* Begin PASSAGE SHOWN *

The colour red is not a wavelength, a phenomenon, but is a qualia, an
estimate of the likelihood that an object has a reflectance spectrum in
visible light peaked in that wavelength, but which estimate of probability
can then be used as if it were a phenomena in forming concepts, such as
blood, which in turn can be used to form higher level concepts, as when the
Old Testament says of someone who needed killing “His blood is on his own
head”.
Concepts are Hegelian Neural Networks: “Neurons that fire together, wire
together”
This is related to random dimensional reduction. You have a collection of
vectors in space of uncountably large dimension. Documents, emails, what you
see when you look in a particular direction, what you experience at a
particular moment. You perform a random dimensional reduction to a space of
manageable dimension, but large enough to probabilistically preserve
distances and angles in the original space typically twenty or a hundred
dimensions.
By this means, you are able to calculate distances and angles in your
dimensionally reduced space which approximately reflect the distances and
angles in the original space, which was probably of dimension
$10^{100^{100^{100}}}$, the original space being phenomena that occurred
together, and collections of phenomena that occurred together that you have
some reason for bundling into a collection, and your randomly reduced space
having dimension of order that a child can count to in a reasonably short
time.
And now you have vectors such that you can calculate the inner product and
cross product on them, and perform matrix operations on them. This gives you
qualia. Higher level qualia are *awareness*
And, using this, you can restructure the original vectors, for example
structuring experiences into events, structuring things in the visual field
into objects, and then you can do the same process on collections of events,
and collections of objects that have something common.
Building a flying machine was very hard, until the Wright brothers said
“three axis control, pitch, yaw, and roll”
Now I have said the words “dimensional reduction of vectors in a space of
uncountably large dimension, desire, purpose, intent, and will”

* End PASSAGE SHOWN *

__SET TASK 1__: Can you reproduce the records word for word, covering the stretch from the line containing "Each instance receives exactly one keypoint. Mark the iron" through the end of the records?

* Begin PROVIDED INFORMATION *

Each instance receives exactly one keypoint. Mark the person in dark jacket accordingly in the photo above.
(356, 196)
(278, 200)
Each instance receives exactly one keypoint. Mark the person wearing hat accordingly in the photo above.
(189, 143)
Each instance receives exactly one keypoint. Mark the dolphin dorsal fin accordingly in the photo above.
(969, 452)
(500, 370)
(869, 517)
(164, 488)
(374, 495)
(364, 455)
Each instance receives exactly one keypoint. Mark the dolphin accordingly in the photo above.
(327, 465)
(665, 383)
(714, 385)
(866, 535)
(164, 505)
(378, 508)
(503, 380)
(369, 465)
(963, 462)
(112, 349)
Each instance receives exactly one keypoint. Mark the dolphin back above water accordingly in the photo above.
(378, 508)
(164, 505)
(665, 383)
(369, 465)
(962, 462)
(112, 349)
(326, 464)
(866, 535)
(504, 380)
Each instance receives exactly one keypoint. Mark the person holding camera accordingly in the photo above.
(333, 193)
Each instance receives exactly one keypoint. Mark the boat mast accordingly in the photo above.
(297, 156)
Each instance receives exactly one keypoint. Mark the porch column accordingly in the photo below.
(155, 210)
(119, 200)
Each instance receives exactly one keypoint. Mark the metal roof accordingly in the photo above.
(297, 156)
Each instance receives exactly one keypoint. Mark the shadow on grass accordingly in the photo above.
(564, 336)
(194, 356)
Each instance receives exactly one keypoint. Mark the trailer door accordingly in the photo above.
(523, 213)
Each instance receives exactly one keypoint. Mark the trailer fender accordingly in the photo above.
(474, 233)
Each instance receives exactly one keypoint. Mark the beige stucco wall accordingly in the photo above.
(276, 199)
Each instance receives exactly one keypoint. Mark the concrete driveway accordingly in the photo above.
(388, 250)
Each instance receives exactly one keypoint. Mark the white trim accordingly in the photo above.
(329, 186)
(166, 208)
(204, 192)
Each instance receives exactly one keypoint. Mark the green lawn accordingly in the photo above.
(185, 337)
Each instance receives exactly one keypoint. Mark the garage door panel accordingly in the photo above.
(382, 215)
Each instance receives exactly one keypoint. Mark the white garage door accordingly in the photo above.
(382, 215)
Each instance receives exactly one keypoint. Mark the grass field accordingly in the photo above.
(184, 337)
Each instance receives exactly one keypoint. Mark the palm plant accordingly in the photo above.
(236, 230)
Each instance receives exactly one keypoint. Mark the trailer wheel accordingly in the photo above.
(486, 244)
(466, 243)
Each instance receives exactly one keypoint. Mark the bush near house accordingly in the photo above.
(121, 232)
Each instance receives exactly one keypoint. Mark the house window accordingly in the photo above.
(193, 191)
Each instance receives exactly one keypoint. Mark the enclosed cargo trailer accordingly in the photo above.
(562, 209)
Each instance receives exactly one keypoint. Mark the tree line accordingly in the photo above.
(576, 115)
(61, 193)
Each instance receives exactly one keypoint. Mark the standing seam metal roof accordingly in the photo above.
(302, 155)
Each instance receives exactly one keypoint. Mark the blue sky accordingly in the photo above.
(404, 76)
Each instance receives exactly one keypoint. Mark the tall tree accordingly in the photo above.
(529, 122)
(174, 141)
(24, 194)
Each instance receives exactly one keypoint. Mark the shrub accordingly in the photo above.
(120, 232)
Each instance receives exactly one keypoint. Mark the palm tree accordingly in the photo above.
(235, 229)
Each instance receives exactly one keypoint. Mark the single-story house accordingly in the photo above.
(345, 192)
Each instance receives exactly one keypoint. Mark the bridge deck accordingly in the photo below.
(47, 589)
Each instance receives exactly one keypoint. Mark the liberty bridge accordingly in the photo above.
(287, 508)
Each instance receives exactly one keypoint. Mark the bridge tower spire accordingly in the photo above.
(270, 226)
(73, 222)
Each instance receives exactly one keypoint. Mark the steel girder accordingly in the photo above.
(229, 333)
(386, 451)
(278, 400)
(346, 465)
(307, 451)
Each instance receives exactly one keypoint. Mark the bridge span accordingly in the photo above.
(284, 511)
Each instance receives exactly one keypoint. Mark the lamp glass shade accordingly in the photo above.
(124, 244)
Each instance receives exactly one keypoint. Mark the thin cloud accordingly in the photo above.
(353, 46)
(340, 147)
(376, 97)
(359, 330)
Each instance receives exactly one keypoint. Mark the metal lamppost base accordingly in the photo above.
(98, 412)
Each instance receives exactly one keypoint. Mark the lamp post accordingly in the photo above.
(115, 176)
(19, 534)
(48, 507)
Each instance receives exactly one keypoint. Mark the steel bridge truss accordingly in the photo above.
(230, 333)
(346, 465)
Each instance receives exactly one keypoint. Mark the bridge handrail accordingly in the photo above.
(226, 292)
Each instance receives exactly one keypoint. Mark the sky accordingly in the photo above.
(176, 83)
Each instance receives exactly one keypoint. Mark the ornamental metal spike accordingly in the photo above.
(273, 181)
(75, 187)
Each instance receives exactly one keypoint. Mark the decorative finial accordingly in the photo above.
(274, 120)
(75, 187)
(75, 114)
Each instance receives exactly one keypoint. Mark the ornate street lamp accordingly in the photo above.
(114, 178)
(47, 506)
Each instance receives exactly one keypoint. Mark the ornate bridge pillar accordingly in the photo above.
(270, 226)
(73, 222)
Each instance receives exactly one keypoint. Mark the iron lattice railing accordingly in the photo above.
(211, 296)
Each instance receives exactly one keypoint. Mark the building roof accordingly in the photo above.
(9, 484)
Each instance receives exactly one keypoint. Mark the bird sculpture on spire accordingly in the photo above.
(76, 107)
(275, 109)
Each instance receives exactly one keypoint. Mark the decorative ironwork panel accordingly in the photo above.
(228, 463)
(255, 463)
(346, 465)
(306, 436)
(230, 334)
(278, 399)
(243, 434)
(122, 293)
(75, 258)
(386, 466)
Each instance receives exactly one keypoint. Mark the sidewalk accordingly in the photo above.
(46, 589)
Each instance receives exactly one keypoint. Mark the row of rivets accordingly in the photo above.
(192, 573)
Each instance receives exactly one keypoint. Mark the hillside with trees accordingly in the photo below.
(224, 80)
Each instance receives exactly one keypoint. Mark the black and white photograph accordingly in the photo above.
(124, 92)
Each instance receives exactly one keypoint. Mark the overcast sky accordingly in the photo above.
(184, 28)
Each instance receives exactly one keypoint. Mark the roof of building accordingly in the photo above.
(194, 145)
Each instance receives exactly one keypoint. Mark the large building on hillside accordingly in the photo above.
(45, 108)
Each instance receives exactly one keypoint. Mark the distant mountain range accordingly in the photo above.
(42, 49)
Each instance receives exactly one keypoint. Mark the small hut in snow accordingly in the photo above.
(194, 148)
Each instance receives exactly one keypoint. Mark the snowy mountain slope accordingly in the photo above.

* End PROVIDED INFORMATION *

__SET TASK 2__: In the passage on qualia, how would you condense the paragraph beginning "This is related to random dimensional reduction" while keeping its main facts?

__PROBLEM SOLUTION 1__:
Each instance receives exactly one keypoint. Mark the iron lattice railing accordingly in the photo above.
(211, 296)
Each instance receives exactly one keypoint. Mark the building roof accordingly in the photo above.
(9, 484)
Each instance receives exactly one keypoint. Mark the bird sculpture on spire accordingly in the photo above.
(76, 107)
(275, 109)
Each instance receives exactly one keypoint. Mark the decorative ironwork panel accordingly in the photo above.
(228, 463)
(255, 463)
(346, 465)
(306, 436)
(230, 334)
(278, 399)
(243, 434)
(122, 293)
(75, 258)
(386, 466)
Each instance receives exactly one keypoint. Mark the sidewalk accordingly in the photo above.
(46, 589)
Each instance receives exactly one keypoint. Mark the row of rivets accordingly in the photo above.
(192, 573)
Each instance receives exactly one keypoint. Mark the hillside with trees accordingly in the photo below.
(224, 80)
Each instance receives exactly one keypoint. Mark the black and white photograph accordingly in the photo above.
(124, 92)
Each instance receives exactly one keypoint. Mark the overcast sky accordingly in the photo above.
(184, 28)
Each instance receives exactly one keypoint. Mark the roof of building accordingly in the photo above.
(194, 145)
Each instance receives exactly one keypoint. Mark the large building on hillside accordingly in the photo above.
(45, 108)
Each instance receives exactly one keypoint. Mark the distant mountain range accordingly in the photo above.
(42, 49)
Each instance receives exactly one keypoint. Mark the small hut in snow accordingly in the photo above.
(194, 148)
Each instance receives exactly one keypoint. Mark the snowy mountain slope accordingly in the photo above.

__PROBLEM SOLUTION 2__: This relates to random dimensional reduction. You start with vectors in a space of uncountably large dimension, such as documents, emails, what you see looking in a particular direction, or what you experience at a particular moment. A random reduction maps them into a space of manageable dimension, typically twenty or a hundred. That is still large enough to probabilistically preserve the original distances and angles.